--- SUPPLIED ENTRIES Enclosed Below ---

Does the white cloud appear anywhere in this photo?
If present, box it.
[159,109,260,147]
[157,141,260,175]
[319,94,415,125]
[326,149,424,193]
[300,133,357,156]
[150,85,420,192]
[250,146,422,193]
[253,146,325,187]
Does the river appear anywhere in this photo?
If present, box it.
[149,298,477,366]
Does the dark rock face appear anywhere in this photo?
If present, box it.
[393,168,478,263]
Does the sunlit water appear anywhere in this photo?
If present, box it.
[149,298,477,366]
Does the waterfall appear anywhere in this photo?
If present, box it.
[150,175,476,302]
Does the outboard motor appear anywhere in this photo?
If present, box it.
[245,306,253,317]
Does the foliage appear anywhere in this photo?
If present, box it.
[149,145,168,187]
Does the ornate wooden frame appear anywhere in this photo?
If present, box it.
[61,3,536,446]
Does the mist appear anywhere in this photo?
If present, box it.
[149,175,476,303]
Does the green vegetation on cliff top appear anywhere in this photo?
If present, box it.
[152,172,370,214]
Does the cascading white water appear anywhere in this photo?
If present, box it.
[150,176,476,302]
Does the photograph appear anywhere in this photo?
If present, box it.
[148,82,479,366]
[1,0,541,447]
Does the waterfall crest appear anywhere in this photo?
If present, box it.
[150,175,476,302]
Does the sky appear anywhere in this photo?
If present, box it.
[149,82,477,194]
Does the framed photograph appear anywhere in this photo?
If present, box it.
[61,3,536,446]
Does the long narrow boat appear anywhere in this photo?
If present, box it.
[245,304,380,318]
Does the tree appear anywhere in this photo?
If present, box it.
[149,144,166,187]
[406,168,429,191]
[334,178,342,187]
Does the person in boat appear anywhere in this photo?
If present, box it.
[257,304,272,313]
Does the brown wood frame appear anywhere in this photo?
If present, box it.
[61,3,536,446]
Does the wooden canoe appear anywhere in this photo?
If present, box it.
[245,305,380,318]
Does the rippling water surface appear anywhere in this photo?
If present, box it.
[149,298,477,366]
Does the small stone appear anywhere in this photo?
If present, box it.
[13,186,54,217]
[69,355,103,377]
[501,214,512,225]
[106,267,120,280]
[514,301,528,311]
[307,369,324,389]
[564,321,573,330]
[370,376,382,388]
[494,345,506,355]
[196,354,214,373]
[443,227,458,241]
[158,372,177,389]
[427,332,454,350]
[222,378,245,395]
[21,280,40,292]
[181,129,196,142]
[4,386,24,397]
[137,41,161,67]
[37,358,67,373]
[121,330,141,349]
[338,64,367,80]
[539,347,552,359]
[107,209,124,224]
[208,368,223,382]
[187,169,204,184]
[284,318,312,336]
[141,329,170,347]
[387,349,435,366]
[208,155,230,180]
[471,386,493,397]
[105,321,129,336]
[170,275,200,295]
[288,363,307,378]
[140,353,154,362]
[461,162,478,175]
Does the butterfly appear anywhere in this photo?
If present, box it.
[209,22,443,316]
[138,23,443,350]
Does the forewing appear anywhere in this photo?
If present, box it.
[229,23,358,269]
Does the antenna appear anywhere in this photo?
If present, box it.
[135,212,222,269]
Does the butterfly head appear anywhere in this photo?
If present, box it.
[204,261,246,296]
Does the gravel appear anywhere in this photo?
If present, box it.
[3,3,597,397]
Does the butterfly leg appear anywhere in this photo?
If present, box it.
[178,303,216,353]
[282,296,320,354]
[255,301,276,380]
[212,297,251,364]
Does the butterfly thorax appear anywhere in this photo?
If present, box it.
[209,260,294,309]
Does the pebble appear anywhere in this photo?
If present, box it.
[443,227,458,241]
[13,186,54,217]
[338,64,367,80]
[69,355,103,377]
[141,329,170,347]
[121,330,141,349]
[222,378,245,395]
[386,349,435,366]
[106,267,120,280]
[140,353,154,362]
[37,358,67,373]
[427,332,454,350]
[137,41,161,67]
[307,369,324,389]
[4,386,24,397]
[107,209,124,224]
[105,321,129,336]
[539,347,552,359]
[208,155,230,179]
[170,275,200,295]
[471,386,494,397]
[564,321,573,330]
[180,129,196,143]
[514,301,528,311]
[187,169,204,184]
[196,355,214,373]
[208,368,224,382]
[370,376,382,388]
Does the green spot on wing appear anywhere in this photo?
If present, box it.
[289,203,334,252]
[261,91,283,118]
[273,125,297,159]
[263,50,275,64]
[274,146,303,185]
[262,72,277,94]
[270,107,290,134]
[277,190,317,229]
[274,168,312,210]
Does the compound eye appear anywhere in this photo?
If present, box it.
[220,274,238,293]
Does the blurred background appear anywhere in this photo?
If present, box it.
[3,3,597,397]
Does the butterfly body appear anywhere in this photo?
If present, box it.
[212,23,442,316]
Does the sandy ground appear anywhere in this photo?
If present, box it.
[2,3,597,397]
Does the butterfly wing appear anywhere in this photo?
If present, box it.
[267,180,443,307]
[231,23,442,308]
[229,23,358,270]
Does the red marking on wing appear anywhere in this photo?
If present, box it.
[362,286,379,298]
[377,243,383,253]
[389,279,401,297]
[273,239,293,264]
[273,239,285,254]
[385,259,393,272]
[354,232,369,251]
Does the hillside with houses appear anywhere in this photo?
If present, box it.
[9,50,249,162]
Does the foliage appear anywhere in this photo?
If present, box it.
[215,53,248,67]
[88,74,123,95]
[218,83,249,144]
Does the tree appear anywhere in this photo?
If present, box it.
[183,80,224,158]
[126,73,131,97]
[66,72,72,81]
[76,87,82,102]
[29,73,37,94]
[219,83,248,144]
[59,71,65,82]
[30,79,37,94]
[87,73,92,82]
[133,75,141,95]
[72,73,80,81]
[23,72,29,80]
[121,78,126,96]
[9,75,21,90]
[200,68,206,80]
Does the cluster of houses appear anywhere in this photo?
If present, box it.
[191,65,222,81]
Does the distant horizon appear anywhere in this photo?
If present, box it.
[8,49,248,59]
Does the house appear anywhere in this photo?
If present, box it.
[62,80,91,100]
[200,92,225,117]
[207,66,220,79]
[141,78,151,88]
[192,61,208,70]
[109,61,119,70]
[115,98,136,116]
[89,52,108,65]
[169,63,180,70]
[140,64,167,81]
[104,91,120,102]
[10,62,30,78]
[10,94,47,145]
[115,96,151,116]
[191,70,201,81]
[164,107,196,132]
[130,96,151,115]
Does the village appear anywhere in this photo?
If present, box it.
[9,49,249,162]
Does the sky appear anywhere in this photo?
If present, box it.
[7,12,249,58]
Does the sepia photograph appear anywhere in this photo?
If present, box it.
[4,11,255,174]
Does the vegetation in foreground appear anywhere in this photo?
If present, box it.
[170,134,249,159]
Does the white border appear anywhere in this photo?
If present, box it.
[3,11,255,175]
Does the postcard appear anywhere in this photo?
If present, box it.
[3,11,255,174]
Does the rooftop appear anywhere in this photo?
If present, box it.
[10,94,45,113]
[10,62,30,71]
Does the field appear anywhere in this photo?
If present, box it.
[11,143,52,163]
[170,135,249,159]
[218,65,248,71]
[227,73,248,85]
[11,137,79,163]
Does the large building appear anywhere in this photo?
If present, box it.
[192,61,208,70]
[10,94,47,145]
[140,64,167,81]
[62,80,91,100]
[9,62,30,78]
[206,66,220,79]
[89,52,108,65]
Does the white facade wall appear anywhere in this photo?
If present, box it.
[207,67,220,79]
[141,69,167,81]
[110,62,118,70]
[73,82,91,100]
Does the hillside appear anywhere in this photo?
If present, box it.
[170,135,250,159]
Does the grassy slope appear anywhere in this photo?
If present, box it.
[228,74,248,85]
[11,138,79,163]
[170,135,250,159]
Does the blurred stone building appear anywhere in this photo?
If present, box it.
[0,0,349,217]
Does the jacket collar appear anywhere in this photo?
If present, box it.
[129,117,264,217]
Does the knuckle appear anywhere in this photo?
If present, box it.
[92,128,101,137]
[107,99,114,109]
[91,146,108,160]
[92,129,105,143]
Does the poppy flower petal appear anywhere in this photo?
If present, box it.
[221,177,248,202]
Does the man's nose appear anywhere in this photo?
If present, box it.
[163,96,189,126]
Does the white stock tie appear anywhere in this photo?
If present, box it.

--- End of Enclosed SUPPLIED ENTRIES ---

WHAT NEEDS TO BE DONE: Reproduce exactly, and with no other material, the lines between those holding "Does the wooden" and "Does the small", inclusive.

RESPONSE TO THE EXERCISE:
Does the wooden canoe appear anywhere in this photo?
If present, box it.
[245,305,380,318]
Does the rippling water surface appear anywhere in this photo?
If present, box it.
[149,298,477,366]
Does the small stone appear anywhere in this photo?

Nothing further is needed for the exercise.